Reproduce only the lines of the material below that start at the line containing "Target: cow's neck" and stop at the line containing "Target: green grass". Keep both end lines.

━━━ SUPPLIED MATERIAL

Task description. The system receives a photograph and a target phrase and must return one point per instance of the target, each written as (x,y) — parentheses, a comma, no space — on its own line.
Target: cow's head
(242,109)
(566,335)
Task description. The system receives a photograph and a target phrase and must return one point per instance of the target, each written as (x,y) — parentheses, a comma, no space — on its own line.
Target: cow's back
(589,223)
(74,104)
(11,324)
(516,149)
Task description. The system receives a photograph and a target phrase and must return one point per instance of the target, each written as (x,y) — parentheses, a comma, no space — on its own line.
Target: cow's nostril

━━━━━━
━━━ SUPPLIED MATERIAL

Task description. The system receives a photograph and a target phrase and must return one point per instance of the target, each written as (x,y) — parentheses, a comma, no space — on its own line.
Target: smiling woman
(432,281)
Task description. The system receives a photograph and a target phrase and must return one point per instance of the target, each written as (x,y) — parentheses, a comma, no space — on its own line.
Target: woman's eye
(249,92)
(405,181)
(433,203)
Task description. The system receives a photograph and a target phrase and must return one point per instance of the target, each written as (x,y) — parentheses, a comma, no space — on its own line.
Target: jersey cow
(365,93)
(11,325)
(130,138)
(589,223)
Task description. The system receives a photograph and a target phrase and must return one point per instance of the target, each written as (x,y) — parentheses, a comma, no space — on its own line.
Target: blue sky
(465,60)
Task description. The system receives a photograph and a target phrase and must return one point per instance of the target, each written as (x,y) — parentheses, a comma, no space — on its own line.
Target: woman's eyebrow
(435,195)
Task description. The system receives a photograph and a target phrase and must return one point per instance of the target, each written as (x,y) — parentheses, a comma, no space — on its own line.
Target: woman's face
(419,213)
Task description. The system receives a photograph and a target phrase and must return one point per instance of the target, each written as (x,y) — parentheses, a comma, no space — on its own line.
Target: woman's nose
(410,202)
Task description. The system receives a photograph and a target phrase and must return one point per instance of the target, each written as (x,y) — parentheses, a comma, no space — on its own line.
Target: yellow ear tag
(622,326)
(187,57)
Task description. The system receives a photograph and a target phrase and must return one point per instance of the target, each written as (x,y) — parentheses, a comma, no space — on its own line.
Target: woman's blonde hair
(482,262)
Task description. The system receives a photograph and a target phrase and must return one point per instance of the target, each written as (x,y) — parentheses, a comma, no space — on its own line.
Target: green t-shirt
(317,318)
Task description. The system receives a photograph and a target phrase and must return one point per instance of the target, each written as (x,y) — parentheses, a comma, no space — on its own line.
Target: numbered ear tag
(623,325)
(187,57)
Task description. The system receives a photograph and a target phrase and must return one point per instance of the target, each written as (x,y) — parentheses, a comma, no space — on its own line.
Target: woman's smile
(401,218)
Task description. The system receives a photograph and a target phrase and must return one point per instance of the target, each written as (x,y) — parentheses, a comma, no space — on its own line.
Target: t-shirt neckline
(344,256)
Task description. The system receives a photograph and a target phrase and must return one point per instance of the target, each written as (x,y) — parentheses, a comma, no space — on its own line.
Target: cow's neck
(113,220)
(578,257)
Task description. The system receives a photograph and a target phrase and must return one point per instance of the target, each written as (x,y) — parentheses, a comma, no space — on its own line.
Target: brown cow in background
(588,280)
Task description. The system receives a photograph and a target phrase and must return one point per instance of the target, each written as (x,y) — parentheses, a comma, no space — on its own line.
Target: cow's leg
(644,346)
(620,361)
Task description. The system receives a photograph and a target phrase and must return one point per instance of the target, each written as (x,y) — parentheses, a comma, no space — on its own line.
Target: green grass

━━━━━━
━━━ SUPPLIED MATERIAL

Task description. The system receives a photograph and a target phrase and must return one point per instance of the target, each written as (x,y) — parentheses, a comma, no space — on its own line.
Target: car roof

━━━━━━

WRITTEN ANSWER:
Target: cow's neck
(113,220)
(578,257)
Task description. The system receives a photograph and a target phrase and must return one point per instance of the target, each written as (x,y) — parentheses, a comma, no space — on its own line.
Target: brown cow in background
(588,280)
Task description. The system receives a photograph and a target phrase and must return one point per instance of the target, each written as (x,y) — parentheses, a comma, no space — on its own line.
Target: cow's leg
(644,346)
(620,361)
Task description. The system receives a photograph and a target phrase and must return one point per instance of the target, each written as (x,y) — parentheses, a comma, no space — on its own line.
Target: green grass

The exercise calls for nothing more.